▶ _EXERCISE INSTRUCTIONS_
Sort through the material below and copy each line with "shirt".

Segment Start: DATA PROVIDED

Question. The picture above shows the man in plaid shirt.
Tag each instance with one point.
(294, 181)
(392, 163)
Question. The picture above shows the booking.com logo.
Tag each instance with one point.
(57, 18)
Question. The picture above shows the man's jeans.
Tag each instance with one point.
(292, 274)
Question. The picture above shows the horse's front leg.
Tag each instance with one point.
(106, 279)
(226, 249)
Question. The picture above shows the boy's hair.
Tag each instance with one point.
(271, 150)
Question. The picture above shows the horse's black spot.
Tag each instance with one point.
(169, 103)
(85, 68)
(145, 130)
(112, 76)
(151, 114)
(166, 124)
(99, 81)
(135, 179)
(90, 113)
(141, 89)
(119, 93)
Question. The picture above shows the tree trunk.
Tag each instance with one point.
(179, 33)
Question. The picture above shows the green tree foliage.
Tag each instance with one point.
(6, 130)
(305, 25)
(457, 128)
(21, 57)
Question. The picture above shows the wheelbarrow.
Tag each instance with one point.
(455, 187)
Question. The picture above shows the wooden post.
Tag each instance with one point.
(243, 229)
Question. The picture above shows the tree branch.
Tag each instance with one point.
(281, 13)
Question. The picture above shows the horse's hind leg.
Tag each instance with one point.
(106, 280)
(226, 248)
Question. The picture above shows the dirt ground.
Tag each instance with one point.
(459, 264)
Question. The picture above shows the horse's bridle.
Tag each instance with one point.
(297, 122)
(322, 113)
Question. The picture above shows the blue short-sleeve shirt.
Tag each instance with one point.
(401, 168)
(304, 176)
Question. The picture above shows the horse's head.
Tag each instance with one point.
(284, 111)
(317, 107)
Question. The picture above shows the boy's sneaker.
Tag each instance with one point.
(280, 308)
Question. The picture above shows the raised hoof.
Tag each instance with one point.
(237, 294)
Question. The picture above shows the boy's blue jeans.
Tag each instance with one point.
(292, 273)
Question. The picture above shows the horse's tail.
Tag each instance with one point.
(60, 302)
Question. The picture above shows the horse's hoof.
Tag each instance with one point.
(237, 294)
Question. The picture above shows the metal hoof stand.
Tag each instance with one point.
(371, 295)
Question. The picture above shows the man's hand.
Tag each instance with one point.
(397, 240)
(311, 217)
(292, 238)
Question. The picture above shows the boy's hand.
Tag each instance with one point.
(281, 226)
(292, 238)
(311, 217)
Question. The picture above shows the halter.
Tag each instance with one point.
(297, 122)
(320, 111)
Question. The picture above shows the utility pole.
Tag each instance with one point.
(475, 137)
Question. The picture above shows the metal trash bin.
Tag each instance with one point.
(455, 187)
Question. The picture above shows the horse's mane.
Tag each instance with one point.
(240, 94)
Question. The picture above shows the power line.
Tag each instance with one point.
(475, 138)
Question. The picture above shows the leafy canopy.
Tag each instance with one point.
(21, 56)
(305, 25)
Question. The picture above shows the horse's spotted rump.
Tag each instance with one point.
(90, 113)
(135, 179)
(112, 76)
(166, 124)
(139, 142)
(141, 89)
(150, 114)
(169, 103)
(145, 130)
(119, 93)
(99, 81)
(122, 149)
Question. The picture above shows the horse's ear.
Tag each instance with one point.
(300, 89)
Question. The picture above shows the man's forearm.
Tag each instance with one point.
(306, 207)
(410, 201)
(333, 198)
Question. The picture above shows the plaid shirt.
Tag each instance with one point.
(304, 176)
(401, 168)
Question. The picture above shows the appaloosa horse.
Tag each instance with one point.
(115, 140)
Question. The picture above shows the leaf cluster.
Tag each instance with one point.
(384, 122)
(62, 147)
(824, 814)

Segment End: DATA PROVIDED

▶ _WRITTEN RESPONSE_
Question. The picture above shows the man in plaid shirt.
Question. The picture above shows the blue short-sleeve shirt.
Question. The picture above shows the plaid shirt.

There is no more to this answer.